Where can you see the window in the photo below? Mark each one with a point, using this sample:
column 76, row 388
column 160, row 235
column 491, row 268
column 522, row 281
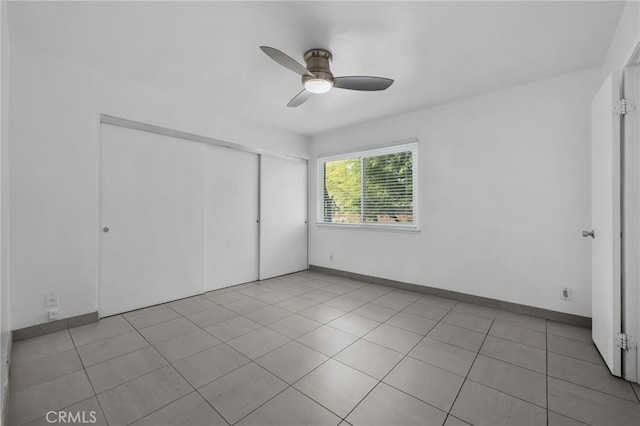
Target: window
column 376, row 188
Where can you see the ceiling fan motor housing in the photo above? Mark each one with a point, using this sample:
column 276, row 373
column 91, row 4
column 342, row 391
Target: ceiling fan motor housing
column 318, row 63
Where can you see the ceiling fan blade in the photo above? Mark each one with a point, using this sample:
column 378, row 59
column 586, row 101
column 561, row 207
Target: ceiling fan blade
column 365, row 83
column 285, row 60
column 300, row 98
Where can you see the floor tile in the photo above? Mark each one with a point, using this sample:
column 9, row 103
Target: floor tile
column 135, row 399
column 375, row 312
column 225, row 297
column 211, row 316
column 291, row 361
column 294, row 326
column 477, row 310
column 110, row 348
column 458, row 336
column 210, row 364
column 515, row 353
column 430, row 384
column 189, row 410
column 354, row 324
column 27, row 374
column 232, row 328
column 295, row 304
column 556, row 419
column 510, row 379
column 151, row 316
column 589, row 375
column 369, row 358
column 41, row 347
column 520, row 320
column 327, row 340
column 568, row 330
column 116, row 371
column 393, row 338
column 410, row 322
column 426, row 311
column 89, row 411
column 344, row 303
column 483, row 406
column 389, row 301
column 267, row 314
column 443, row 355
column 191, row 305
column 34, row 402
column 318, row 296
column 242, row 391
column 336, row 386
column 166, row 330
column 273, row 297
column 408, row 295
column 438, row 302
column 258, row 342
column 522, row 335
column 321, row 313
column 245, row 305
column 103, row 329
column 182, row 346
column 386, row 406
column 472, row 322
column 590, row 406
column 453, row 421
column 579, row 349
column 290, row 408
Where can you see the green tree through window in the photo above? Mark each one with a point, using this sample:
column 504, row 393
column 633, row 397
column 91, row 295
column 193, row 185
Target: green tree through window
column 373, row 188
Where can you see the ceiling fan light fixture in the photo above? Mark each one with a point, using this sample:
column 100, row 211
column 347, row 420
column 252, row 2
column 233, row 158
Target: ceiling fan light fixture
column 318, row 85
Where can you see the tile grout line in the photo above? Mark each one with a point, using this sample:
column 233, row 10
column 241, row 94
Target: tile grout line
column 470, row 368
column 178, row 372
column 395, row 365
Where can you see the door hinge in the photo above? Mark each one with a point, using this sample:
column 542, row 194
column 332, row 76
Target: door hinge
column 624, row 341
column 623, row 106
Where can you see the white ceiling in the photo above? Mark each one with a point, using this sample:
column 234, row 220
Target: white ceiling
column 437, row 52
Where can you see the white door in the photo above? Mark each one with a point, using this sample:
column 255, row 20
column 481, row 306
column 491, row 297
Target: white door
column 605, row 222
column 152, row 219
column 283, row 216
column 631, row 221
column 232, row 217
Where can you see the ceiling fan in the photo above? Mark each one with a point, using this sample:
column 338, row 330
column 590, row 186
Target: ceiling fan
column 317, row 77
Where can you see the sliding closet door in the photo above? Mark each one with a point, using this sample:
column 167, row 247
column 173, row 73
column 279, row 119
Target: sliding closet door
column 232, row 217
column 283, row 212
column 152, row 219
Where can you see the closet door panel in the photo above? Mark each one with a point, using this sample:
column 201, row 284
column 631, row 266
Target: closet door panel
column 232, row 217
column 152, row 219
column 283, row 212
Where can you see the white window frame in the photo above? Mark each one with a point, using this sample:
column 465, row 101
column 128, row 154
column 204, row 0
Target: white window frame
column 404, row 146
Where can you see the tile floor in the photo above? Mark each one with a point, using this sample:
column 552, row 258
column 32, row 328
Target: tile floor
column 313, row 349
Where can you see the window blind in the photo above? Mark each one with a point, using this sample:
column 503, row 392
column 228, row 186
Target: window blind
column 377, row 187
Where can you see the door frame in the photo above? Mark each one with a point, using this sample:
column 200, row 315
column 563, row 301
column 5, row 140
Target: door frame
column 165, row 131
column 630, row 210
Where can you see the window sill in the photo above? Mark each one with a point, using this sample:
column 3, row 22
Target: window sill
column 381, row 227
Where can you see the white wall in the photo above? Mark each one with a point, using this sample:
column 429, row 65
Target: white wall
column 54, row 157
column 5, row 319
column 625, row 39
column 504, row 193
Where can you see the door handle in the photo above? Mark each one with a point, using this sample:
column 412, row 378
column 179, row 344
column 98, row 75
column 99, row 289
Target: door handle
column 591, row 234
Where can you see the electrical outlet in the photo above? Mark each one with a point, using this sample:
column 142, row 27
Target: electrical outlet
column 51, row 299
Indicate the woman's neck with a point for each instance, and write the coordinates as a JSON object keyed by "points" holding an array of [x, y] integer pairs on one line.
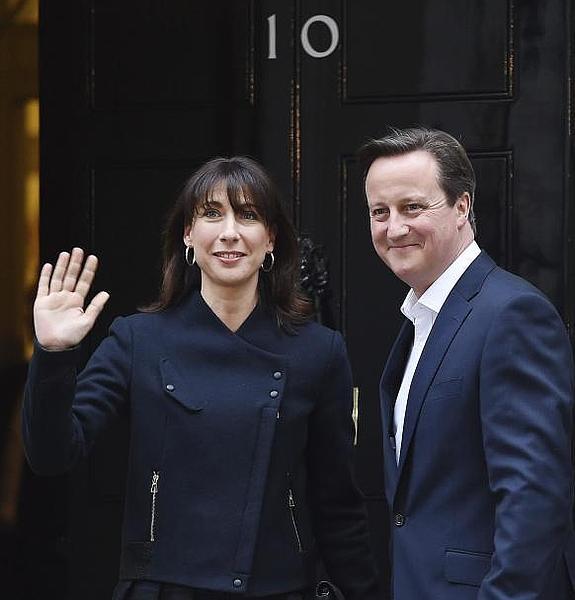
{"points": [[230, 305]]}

-*-*-

# [Exercise objective]
Copy every record exactly, without the pictures.

# [Output of the task]
Where can you see the window in the photo below? Mark each one with a point, using this sample:
column 76, row 388
column 160, row 235
column 491, row 268
column 522, row 281
Target: window
column 376, row 188
Where can you see the ceiling fan motor housing in the photo above? Mark each one with a point, using this sample:
column 276, row 373
column 91, row 4
column 342, row 391
Target: ceiling fan motor housing
column 318, row 63
Where can you see the ceiling fan blade in the photo above? Mark each one with a point, using this sample:
column 378, row 59
column 586, row 101
column 561, row 207
Target: ceiling fan blade
column 365, row 83
column 285, row 60
column 300, row 98
Where can you see the floor tile in the photo above? Mark each one with a point, using this sample:
column 9, row 103
Target: floor tile
column 135, row 399
column 375, row 312
column 225, row 297
column 211, row 316
column 291, row 361
column 294, row 326
column 477, row 310
column 110, row 348
column 458, row 336
column 210, row 364
column 515, row 353
column 430, row 384
column 189, row 410
column 354, row 324
column 27, row 374
column 232, row 328
column 295, row 304
column 556, row 419
column 510, row 379
column 151, row 316
column 589, row 375
column 369, row 358
column 41, row 347
column 520, row 320
column 327, row 340
column 568, row 330
column 116, row 371
column 393, row 338
column 410, row 322
column 426, row 311
column 89, row 411
column 344, row 303
column 483, row 406
column 389, row 301
column 267, row 314
column 443, row 355
column 191, row 305
column 34, row 402
column 318, row 296
column 242, row 391
column 336, row 386
column 166, row 330
column 273, row 297
column 408, row 295
column 438, row 302
column 258, row 342
column 522, row 335
column 321, row 313
column 245, row 305
column 103, row 329
column 182, row 346
column 386, row 406
column 472, row 322
column 590, row 406
column 453, row 421
column 579, row 349
column 290, row 408
Where can you see the green tree through window in the photo above? Mark each one with a point, using this sample:
column 504, row 393
column 633, row 397
column 91, row 295
column 193, row 185
Target: green tree through window
column 373, row 188
Where can you see the ceiling fan light fixture in the photo above? Mark each one with a point, using this sample:
column 100, row 211
column 347, row 420
column 252, row 2
column 233, row 158
Target: ceiling fan light fixture
column 318, row 85
Where can you see the tile grout line in the photo above? Mark each one with a point, using this sample:
column 233, row 10
column 241, row 94
Target: tile grout line
column 470, row 368
column 178, row 372
column 395, row 365
Where can you see the door hinge in the photo above? Mark each one with a point, using this sample:
column 542, row 194
column 332, row 76
Target: door hinge
column 624, row 341
column 623, row 106
Where can you see the white ceiling in the photo above? Mark each one with a point, using this sample:
column 234, row 220
Target: white ceiling
column 437, row 52
Where can you see the white door in the photo above? Mark each one with a point, using this sample:
column 255, row 20
column 481, row 306
column 491, row 297
Target: white door
column 605, row 222
column 152, row 219
column 283, row 216
column 631, row 221
column 232, row 217
Where can you see the ceiling fan in the photo above? Mark each one with a point, using this sample:
column 338, row 330
column 590, row 186
Target: ceiling fan
column 317, row 77
Where can you see the sliding closet door in the photo above? Mark each one with a point, using this sample:
column 167, row 247
column 173, row 73
column 279, row 119
Target: sliding closet door
column 232, row 217
column 283, row 212
column 152, row 219
Where can you see the closet door panel in the photo above? Mark each one with a point, using this sample:
column 201, row 284
column 631, row 266
Target: closet door panel
column 232, row 217
column 152, row 219
column 283, row 212
Where can you see the white window frame in the photo above? Mark each one with a point, using this sample:
column 465, row 101
column 128, row 154
column 204, row 0
Target: white window frame
column 404, row 146
Where can you see the tile floor in the photo above? Mark each one with a point, using this sample:
column 552, row 258
column 32, row 328
Target: tile floor
column 313, row 349
Where can you see the window blind in the photo above? Mark each one with a point, using this sample:
column 503, row 392
column 228, row 186
Target: window blind
column 377, row 187
Where can you see the door frame in the photo above? Mark each one with a point, using this sample:
column 200, row 315
column 563, row 301
column 5, row 140
Target: door frame
column 165, row 131
column 630, row 210
Where can you see the window sill in the photo above? Mark each one with a point, using this sample:
column 3, row 22
Target: window sill
column 381, row 227
Where can you see the white wall in the photo above? Mark each one with a point, using this sample:
column 429, row 65
Target: white wall
column 54, row 157
column 5, row 319
column 625, row 39
column 504, row 193
Where can you see the door handle in the photo above? Mark each one with a point, using this sample:
column 412, row 378
column 179, row 344
column 98, row 75
column 99, row 289
Target: door handle
column 591, row 234
Where can you see the electrical outlet in the photo above? Mark each one with a point, using this sample:
column 142, row 27
Target: electrical outlet
column 51, row 299
Indicate the woman's neck with a point for each instance, and write the coordinates as a JSON object keyed by "points" holding an array of [x, y] integer pairs on one line.
{"points": [[230, 305]]}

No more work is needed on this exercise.